### Source
☆ ☆ ☆ ☆ ☆

When the number of online CPUs is less than 16, we found that it will fail to allocate 32 MSI interrupts (including 16 affinity interrupts) after the hisi_sas module is unloaded and then reloaded.
After analysis, it is found that a bug exists when the ITS releases interrupt resources, and this patch set contains a bugfix patch and a patch for appending debugging information.
Luo Jiaxing (2): irqchip/gic-v3-its: don't set bitmap for LPI which user didn't allocate genirq/msi: add an error print when __irq_domain_alloc_irqs() failed
drivers/irqchip/irq-gic-v3-its.c | 4 ++++ kernel/irq/msi.c | 1 + 2 files changed, 5 insertions(+)
The driver sets the LPI bitmap of device based on get_count_order(nvecs). This means that when the number of LPI interrupts does not meet the power of two, redundant bits are set in the LPI bitmap. However, when free interrupt, these redundant bits is not cleared. As a result, device will fails to allocate the same numbers of interrupts next time.
Therefore, clear the redundant bits set in LPI bitmap.
Fixes: 4615fbc3788d ("genirq/irqdomain: Don't try to free an interrupt that has no mapping")
Signed-off-by: Luo Jiaxing luojiaxing@huawei.com --- drivers/irqchip/irq-gic-v3-its.c | 4 ++++ 1 file changed, 4 insertions(+)
diff --git a/drivers/irqchip/irq-gic-v3-its.c b/drivers/irqchip/irq-gic-v3-its.c index ed46e60..027f7ef 100644 --- a/drivers/irqchip/irq-gic-v3-its.c +++ b/drivers/irqchip/irq-gic-v3-its.c @@ -3435,6 +3435,10 @@ static int its_alloc_device_irq(struct its_device *dev, int nvecs, irq_hw_number
*hwirq = dev->event_map.lpi_base + idx;
+ bitmap_clear(dev->event_map.lpi_map, + idx + nvecs, + roundup_pow_of_two(nvecs) - nvecs); + return 0; }
On 2021-02-08 10:58, Luo Jiaxing wrote:
The driver sets the LPI bitmap of device based on get_count_order(nvecs). This means that when the number of LPI interrupts does not meet the power of two, redundant bits are set in the LPI bitmap. However, when free interrupt, these redundant bits is not cleared. As a result, device will fails to allocate the same numbers of interrupts next time.

☆ ☆ ☆ ☆ ☆

### Provided information
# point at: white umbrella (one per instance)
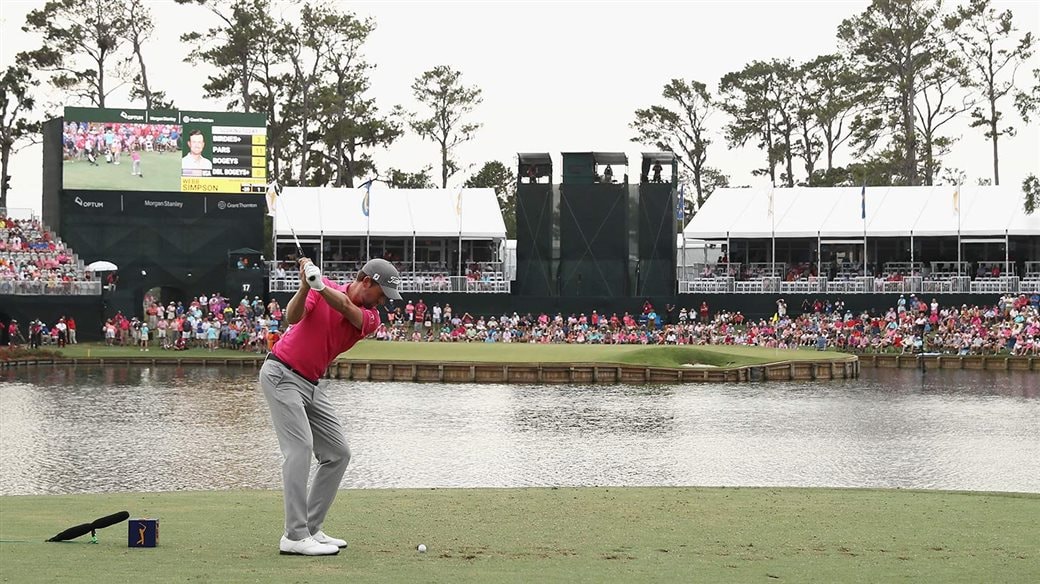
(102, 265)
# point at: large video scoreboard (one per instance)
(198, 152)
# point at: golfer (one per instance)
(326, 320)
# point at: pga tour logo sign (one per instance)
(89, 204)
(224, 205)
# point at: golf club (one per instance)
(300, 248)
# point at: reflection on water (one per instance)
(167, 428)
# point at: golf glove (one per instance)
(314, 277)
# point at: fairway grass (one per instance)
(596, 534)
(161, 173)
(652, 355)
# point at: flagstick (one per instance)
(682, 228)
(863, 203)
(959, 266)
(773, 228)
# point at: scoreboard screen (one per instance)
(164, 151)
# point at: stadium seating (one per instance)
(33, 261)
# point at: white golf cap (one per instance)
(385, 274)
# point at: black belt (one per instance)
(273, 356)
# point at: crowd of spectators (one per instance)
(204, 322)
(88, 141)
(30, 253)
(1011, 326)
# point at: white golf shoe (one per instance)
(320, 537)
(306, 547)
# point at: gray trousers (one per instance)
(305, 422)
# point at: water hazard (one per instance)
(166, 428)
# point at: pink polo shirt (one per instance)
(311, 344)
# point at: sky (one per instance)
(555, 76)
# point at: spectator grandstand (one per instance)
(34, 261)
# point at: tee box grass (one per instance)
(592, 534)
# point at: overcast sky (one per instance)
(556, 76)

☆ ☆ ☆ ☆ ☆

### What is being asked
Summarize the kernel patch thread on interrupt allocation in two sentences.

### Solution to this task
When fewer than 16 CPUs are online, allocating 32 MSI interrupts fails after the hisi_sas module is unloaded and reloaded, which was traced to a bug in how the ITS releases interrupt resources. Because the driver sets the device's LPI bitmap based on get_count_order(nvecs), extra bits are set when the interrupt count is not a power of two and are left uncleared on free, so one patch clears those redundant bits and another adds an error print when __irq_domain_alloc_irqs() fails.